--- Data for analysis Enclosed Below ---

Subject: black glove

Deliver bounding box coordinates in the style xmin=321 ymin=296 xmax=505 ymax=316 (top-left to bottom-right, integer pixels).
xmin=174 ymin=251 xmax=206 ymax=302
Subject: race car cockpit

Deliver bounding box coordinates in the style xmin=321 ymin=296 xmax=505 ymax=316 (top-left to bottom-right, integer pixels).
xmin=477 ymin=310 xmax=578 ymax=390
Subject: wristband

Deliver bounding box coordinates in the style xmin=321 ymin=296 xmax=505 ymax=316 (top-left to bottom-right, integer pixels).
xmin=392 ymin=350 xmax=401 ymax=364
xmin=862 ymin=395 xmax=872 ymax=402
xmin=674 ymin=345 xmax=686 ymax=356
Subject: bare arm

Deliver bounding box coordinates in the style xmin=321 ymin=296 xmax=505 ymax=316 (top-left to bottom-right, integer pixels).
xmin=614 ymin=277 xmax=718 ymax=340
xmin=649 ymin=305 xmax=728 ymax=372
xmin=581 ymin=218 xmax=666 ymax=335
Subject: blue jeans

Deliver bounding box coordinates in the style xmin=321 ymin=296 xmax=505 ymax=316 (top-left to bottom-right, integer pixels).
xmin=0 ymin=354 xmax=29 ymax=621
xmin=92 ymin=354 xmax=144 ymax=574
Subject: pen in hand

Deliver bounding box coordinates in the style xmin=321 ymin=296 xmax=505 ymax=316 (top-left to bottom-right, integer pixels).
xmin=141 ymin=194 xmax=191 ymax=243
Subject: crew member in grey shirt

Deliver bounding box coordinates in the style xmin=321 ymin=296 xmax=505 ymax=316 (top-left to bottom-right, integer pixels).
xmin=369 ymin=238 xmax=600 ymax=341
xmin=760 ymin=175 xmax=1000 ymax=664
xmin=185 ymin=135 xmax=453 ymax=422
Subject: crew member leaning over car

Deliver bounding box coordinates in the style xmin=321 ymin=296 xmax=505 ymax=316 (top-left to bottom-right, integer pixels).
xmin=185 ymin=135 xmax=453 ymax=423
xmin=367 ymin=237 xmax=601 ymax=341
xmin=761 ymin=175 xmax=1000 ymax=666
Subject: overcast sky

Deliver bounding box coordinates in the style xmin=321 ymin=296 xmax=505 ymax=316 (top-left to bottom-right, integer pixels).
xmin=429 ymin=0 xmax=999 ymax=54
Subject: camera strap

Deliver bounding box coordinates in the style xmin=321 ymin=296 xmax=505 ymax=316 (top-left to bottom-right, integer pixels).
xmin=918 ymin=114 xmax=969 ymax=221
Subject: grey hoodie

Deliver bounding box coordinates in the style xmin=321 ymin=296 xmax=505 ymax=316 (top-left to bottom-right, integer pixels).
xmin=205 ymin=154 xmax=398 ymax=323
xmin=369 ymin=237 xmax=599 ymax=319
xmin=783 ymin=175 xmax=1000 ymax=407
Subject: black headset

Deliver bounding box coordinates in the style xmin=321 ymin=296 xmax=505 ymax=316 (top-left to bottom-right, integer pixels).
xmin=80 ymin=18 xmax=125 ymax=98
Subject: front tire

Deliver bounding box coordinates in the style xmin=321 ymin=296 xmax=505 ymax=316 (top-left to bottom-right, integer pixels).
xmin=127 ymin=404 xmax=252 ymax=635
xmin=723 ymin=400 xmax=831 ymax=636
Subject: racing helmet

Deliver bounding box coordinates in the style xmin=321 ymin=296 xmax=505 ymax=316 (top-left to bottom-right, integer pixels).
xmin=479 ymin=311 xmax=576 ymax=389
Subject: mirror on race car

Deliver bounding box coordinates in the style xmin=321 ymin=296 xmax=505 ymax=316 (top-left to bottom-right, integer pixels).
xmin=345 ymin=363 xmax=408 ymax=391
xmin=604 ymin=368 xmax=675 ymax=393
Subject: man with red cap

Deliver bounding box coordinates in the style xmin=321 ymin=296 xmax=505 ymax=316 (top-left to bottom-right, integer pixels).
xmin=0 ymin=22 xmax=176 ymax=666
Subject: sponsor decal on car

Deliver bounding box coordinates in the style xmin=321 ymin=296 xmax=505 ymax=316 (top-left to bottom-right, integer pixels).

--- End of Enclosed Data for analysis ---
--- Data for analysis Enclosed Below ---

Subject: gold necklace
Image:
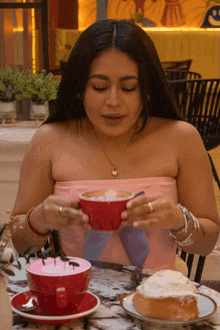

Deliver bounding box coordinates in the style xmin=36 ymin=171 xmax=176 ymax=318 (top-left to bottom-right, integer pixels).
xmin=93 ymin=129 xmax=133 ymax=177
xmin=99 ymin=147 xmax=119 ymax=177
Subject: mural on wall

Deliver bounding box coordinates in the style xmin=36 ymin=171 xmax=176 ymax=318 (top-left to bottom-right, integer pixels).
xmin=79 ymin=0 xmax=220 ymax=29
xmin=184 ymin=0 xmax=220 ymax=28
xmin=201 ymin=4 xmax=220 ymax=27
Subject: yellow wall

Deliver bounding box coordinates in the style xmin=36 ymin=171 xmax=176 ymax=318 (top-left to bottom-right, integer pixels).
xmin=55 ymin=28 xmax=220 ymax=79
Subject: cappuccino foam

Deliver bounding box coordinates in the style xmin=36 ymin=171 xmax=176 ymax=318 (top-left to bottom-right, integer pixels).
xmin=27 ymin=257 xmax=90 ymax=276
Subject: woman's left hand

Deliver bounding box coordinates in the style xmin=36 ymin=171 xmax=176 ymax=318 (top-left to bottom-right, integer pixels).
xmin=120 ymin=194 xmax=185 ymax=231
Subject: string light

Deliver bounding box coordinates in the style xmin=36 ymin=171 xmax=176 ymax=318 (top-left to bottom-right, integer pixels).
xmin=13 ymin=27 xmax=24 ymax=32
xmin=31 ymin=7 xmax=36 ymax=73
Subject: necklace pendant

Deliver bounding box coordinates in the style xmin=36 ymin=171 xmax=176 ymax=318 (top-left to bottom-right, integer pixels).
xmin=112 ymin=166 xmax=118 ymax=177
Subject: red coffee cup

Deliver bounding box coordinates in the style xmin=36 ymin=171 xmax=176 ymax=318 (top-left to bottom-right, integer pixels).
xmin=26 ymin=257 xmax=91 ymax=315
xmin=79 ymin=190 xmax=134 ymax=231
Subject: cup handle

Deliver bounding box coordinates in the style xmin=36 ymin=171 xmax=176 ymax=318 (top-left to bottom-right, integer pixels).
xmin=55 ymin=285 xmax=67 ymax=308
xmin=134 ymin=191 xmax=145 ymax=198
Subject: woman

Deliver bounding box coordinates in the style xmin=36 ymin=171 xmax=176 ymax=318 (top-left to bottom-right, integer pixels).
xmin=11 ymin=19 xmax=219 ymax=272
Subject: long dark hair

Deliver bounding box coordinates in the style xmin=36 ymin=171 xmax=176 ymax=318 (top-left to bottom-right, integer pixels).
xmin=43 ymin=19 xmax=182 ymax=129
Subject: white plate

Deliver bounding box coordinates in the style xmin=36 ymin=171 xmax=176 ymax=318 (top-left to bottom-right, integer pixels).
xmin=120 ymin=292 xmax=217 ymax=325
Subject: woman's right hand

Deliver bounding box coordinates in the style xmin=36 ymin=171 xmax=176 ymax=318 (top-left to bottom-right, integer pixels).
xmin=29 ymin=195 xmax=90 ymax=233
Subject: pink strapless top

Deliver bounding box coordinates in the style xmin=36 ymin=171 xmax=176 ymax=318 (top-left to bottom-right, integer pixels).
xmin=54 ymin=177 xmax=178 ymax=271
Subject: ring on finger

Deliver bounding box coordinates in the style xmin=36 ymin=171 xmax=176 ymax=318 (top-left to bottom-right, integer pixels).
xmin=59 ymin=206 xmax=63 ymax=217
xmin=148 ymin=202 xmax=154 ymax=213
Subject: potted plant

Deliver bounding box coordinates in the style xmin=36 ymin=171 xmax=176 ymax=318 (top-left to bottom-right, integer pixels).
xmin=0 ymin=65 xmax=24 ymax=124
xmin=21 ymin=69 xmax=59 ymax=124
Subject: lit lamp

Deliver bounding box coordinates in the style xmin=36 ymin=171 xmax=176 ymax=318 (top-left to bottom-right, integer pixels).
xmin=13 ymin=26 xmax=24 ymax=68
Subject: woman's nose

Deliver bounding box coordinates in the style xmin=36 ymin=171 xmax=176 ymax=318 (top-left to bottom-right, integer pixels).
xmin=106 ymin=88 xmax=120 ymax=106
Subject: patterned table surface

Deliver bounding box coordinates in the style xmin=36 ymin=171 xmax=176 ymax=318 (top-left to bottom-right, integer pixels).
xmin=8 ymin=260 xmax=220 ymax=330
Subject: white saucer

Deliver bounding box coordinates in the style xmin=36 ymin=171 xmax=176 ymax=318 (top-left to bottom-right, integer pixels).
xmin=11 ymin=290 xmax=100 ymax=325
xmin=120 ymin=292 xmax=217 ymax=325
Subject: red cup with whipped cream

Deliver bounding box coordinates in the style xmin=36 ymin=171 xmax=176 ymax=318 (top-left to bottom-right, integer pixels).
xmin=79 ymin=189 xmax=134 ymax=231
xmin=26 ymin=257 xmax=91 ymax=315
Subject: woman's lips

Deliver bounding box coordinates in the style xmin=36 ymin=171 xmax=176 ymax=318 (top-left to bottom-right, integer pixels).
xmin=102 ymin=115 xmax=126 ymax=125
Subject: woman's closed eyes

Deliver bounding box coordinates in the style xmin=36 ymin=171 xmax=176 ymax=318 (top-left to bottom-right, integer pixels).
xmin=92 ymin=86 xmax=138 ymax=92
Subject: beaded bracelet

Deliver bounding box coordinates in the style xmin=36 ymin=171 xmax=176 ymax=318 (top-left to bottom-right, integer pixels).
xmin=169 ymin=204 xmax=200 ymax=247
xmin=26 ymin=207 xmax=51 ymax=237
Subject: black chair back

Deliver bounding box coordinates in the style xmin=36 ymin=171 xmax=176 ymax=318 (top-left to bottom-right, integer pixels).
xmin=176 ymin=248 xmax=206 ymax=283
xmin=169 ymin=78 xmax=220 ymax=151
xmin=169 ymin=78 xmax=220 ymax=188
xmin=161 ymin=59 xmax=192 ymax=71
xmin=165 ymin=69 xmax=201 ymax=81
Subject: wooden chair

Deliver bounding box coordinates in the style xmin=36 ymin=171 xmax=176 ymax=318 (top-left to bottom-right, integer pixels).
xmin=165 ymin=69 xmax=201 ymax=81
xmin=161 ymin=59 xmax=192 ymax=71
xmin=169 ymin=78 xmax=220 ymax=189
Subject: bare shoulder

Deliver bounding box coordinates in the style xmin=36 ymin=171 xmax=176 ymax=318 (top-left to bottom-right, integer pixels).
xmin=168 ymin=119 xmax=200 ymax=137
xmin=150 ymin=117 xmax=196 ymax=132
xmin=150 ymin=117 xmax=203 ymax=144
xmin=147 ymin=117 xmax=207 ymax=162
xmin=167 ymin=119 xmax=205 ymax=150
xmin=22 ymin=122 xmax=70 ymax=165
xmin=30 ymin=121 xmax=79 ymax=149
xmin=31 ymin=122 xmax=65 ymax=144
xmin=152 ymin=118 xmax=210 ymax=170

--- End of Enclosed Data for analysis ---

What you will do. Both the line containing "Subject: woman's right hand" and the line containing "Subject: pink strapless top" belong in the answer. Print them and every line above that falls between them exactly, and no others.

Solution to this problem.
Subject: woman's right hand

Deliver bounding box coordinates in the style xmin=36 ymin=171 xmax=176 ymax=318 (top-left to bottom-right, integer pixels).
xmin=29 ymin=195 xmax=90 ymax=233
Subject: pink strapless top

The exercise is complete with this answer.